--- AVAILABLE RECORDS ---

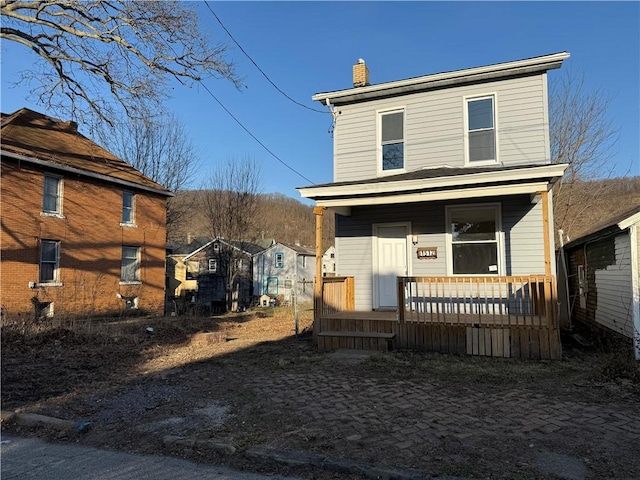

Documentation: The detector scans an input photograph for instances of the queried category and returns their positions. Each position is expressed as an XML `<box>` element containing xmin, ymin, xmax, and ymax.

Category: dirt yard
<box><xmin>1</xmin><ymin>307</ymin><xmax>640</xmax><ymax>480</ymax></box>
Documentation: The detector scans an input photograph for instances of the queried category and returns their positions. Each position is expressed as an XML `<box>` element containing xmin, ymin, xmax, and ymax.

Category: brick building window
<box><xmin>120</xmin><ymin>247</ymin><xmax>140</xmax><ymax>282</ymax></box>
<box><xmin>39</xmin><ymin>240</ymin><xmax>60</xmax><ymax>283</ymax></box>
<box><xmin>42</xmin><ymin>175</ymin><xmax>62</xmax><ymax>215</ymax></box>
<box><xmin>122</xmin><ymin>192</ymin><xmax>135</xmax><ymax>225</ymax></box>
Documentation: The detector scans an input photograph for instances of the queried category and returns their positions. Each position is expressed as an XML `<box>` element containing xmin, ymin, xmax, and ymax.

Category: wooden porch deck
<box><xmin>314</xmin><ymin>277</ymin><xmax>562</xmax><ymax>359</ymax></box>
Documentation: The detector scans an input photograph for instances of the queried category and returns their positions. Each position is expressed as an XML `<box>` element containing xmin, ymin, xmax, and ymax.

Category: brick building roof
<box><xmin>0</xmin><ymin>108</ymin><xmax>171</xmax><ymax>195</ymax></box>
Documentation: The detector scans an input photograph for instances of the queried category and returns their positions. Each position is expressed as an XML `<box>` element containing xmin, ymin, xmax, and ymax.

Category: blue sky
<box><xmin>1</xmin><ymin>2</ymin><xmax>640</xmax><ymax>199</ymax></box>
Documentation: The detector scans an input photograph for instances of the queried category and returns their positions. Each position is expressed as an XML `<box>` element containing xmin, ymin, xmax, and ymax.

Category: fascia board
<box><xmin>311</xmin><ymin>52</ymin><xmax>570</xmax><ymax>104</ymax></box>
<box><xmin>316</xmin><ymin>182</ymin><xmax>549</xmax><ymax>208</ymax></box>
<box><xmin>298</xmin><ymin>164</ymin><xmax>567</xmax><ymax>200</ymax></box>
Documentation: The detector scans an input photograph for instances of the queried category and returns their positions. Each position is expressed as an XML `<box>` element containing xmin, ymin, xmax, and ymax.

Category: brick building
<box><xmin>0</xmin><ymin>109</ymin><xmax>172</xmax><ymax>316</ymax></box>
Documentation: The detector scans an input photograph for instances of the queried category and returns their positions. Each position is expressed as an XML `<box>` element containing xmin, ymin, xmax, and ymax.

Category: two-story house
<box><xmin>0</xmin><ymin>108</ymin><xmax>172</xmax><ymax>316</ymax></box>
<box><xmin>298</xmin><ymin>53</ymin><xmax>569</xmax><ymax>358</ymax></box>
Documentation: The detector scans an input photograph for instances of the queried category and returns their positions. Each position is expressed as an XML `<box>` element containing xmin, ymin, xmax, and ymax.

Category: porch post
<box><xmin>313</xmin><ymin>207</ymin><xmax>326</xmax><ymax>343</ymax></box>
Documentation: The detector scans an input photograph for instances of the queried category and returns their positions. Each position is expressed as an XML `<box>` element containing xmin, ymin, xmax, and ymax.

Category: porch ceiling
<box><xmin>298</xmin><ymin>164</ymin><xmax>567</xmax><ymax>214</ymax></box>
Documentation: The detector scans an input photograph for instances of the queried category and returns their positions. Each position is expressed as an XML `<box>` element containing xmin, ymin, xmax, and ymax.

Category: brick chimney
<box><xmin>353</xmin><ymin>58</ymin><xmax>369</xmax><ymax>87</ymax></box>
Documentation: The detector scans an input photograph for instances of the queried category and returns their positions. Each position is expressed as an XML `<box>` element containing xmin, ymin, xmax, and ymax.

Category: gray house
<box><xmin>564</xmin><ymin>207</ymin><xmax>640</xmax><ymax>360</ymax></box>
<box><xmin>298</xmin><ymin>53</ymin><xmax>569</xmax><ymax>358</ymax></box>
<box><xmin>253</xmin><ymin>242</ymin><xmax>316</xmax><ymax>303</ymax></box>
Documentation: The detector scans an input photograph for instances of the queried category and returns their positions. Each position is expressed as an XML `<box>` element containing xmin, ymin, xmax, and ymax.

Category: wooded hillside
<box><xmin>167</xmin><ymin>191</ymin><xmax>335</xmax><ymax>249</ymax></box>
<box><xmin>553</xmin><ymin>176</ymin><xmax>640</xmax><ymax>242</ymax></box>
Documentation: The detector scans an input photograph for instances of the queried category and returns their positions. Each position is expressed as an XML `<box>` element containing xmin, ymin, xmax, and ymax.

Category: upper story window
<box><xmin>120</xmin><ymin>247</ymin><xmax>140</xmax><ymax>282</ymax></box>
<box><xmin>39</xmin><ymin>240</ymin><xmax>60</xmax><ymax>283</ymax></box>
<box><xmin>209</xmin><ymin>258</ymin><xmax>218</xmax><ymax>273</ymax></box>
<box><xmin>447</xmin><ymin>204</ymin><xmax>500</xmax><ymax>275</ymax></box>
<box><xmin>378</xmin><ymin>110</ymin><xmax>404</xmax><ymax>172</ymax></box>
<box><xmin>275</xmin><ymin>252</ymin><xmax>284</xmax><ymax>268</ymax></box>
<box><xmin>122</xmin><ymin>192</ymin><xmax>135</xmax><ymax>225</ymax></box>
<box><xmin>466</xmin><ymin>96</ymin><xmax>497</xmax><ymax>163</ymax></box>
<box><xmin>42</xmin><ymin>175</ymin><xmax>62</xmax><ymax>215</ymax></box>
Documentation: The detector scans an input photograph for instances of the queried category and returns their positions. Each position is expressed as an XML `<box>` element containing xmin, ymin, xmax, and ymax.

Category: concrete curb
<box><xmin>244</xmin><ymin>447</ymin><xmax>465</xmax><ymax>480</ymax></box>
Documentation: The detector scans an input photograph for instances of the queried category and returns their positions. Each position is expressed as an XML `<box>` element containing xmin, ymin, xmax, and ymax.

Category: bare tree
<box><xmin>549</xmin><ymin>71</ymin><xmax>618</xmax><ymax>240</ymax></box>
<box><xmin>99</xmin><ymin>115</ymin><xmax>199</xmax><ymax>231</ymax></box>
<box><xmin>0</xmin><ymin>0</ymin><xmax>240</xmax><ymax>124</ymax></box>
<box><xmin>198</xmin><ymin>157</ymin><xmax>260</xmax><ymax>309</ymax></box>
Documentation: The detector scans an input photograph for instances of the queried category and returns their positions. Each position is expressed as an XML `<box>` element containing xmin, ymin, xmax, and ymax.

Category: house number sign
<box><xmin>418</xmin><ymin>247</ymin><xmax>438</xmax><ymax>260</ymax></box>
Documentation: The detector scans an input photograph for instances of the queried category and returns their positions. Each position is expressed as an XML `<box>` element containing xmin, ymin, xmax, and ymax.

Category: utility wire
<box><xmin>204</xmin><ymin>0</ymin><xmax>329</xmax><ymax>114</ymax></box>
<box><xmin>200</xmin><ymin>80</ymin><xmax>314</xmax><ymax>183</ymax></box>
<box><xmin>148</xmin><ymin>17</ymin><xmax>319</xmax><ymax>184</ymax></box>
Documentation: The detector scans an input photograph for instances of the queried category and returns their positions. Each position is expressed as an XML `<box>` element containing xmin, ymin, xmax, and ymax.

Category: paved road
<box><xmin>0</xmin><ymin>435</ymin><xmax>293</xmax><ymax>480</ymax></box>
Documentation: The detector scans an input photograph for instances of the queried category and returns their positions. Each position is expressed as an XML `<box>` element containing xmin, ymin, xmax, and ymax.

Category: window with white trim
<box><xmin>466</xmin><ymin>95</ymin><xmax>497</xmax><ymax>163</ymax></box>
<box><xmin>122</xmin><ymin>192</ymin><xmax>135</xmax><ymax>225</ymax></box>
<box><xmin>447</xmin><ymin>205</ymin><xmax>500</xmax><ymax>275</ymax></box>
<box><xmin>379</xmin><ymin>110</ymin><xmax>404</xmax><ymax>172</ymax></box>
<box><xmin>42</xmin><ymin>175</ymin><xmax>62</xmax><ymax>215</ymax></box>
<box><xmin>120</xmin><ymin>246</ymin><xmax>140</xmax><ymax>282</ymax></box>
<box><xmin>39</xmin><ymin>240</ymin><xmax>60</xmax><ymax>283</ymax></box>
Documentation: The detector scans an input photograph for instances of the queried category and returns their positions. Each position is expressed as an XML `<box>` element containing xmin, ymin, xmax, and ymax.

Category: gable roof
<box><xmin>297</xmin><ymin>164</ymin><xmax>567</xmax><ymax>209</ymax></box>
<box><xmin>564</xmin><ymin>207</ymin><xmax>640</xmax><ymax>249</ymax></box>
<box><xmin>312</xmin><ymin>52</ymin><xmax>569</xmax><ymax>105</ymax></box>
<box><xmin>0</xmin><ymin>108</ymin><xmax>173</xmax><ymax>196</ymax></box>
<box><xmin>257</xmin><ymin>242</ymin><xmax>316</xmax><ymax>257</ymax></box>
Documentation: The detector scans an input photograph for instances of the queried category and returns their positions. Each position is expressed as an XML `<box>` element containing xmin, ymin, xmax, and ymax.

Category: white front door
<box><xmin>373</xmin><ymin>224</ymin><xmax>408</xmax><ymax>308</ymax></box>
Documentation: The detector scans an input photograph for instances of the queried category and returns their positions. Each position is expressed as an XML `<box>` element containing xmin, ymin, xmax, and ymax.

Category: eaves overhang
<box><xmin>0</xmin><ymin>149</ymin><xmax>175</xmax><ymax>197</ymax></box>
<box><xmin>298</xmin><ymin>164</ymin><xmax>568</xmax><ymax>208</ymax></box>
<box><xmin>311</xmin><ymin>52</ymin><xmax>570</xmax><ymax>105</ymax></box>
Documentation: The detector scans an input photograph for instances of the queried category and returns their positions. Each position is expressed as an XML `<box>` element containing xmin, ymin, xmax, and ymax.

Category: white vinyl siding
<box><xmin>335</xmin><ymin>195</ymin><xmax>544</xmax><ymax>310</ymax></box>
<box><xmin>587</xmin><ymin>233</ymin><xmax>633</xmax><ymax>337</ymax></box>
<box><xmin>334</xmin><ymin>75</ymin><xmax>550</xmax><ymax>182</ymax></box>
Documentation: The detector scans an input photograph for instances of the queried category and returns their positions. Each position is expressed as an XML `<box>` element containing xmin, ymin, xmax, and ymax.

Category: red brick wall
<box><xmin>0</xmin><ymin>158</ymin><xmax>166</xmax><ymax>316</ymax></box>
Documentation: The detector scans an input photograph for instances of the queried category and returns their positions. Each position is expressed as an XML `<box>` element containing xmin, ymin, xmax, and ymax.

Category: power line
<box><xmin>204</xmin><ymin>0</ymin><xmax>329</xmax><ymax>114</ymax></box>
<box><xmin>200</xmin><ymin>80</ymin><xmax>314</xmax><ymax>183</ymax></box>
<box><xmin>151</xmin><ymin>17</ymin><xmax>314</xmax><ymax>184</ymax></box>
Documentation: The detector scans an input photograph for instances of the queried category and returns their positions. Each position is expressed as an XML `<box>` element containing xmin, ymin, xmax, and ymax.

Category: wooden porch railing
<box><xmin>398</xmin><ymin>275</ymin><xmax>557</xmax><ymax>328</ymax></box>
<box><xmin>316</xmin><ymin>277</ymin><xmax>355</xmax><ymax>317</ymax></box>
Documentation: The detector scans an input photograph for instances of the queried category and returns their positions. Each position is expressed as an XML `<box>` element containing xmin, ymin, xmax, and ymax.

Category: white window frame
<box><xmin>376</xmin><ymin>105</ymin><xmax>407</xmax><ymax>176</ymax></box>
<box><xmin>38</xmin><ymin>239</ymin><xmax>60</xmax><ymax>285</ymax></box>
<box><xmin>445</xmin><ymin>202</ymin><xmax>506</xmax><ymax>277</ymax></box>
<box><xmin>462</xmin><ymin>92</ymin><xmax>500</xmax><ymax>167</ymax></box>
<box><xmin>120</xmin><ymin>245</ymin><xmax>142</xmax><ymax>285</ymax></box>
<box><xmin>42</xmin><ymin>173</ymin><xmax>64</xmax><ymax>218</ymax></box>
<box><xmin>207</xmin><ymin>258</ymin><xmax>218</xmax><ymax>273</ymax></box>
<box><xmin>120</xmin><ymin>190</ymin><xmax>136</xmax><ymax>227</ymax></box>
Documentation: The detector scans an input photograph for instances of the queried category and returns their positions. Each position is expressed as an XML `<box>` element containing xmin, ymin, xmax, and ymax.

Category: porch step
<box><xmin>318</xmin><ymin>331</ymin><xmax>396</xmax><ymax>352</ymax></box>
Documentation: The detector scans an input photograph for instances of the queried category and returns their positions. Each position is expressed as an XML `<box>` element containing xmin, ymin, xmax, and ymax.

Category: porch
<box><xmin>314</xmin><ymin>275</ymin><xmax>562</xmax><ymax>359</ymax></box>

---

▶ _JOB_
From the records above, keep only the lines that contain the string "roof", and drop all others. Case counts.

▶ _REPLY TO THE TASK_
Category: brick building roof
Category: gable roof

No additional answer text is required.